_Exercise_.
Every entry in the data that follows should come back exactly, pictures aside.

☆ ☆ ☆

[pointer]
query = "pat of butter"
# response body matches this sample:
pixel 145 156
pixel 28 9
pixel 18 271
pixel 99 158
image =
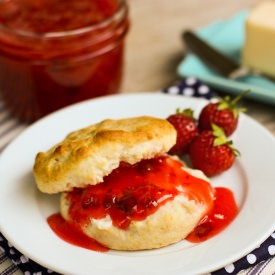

☆ ☆ ☆

_Response below_.
[pointer]
query = "pat of butter"
# response body matches this sample:
pixel 145 156
pixel 28 9
pixel 18 271
pixel 99 158
image =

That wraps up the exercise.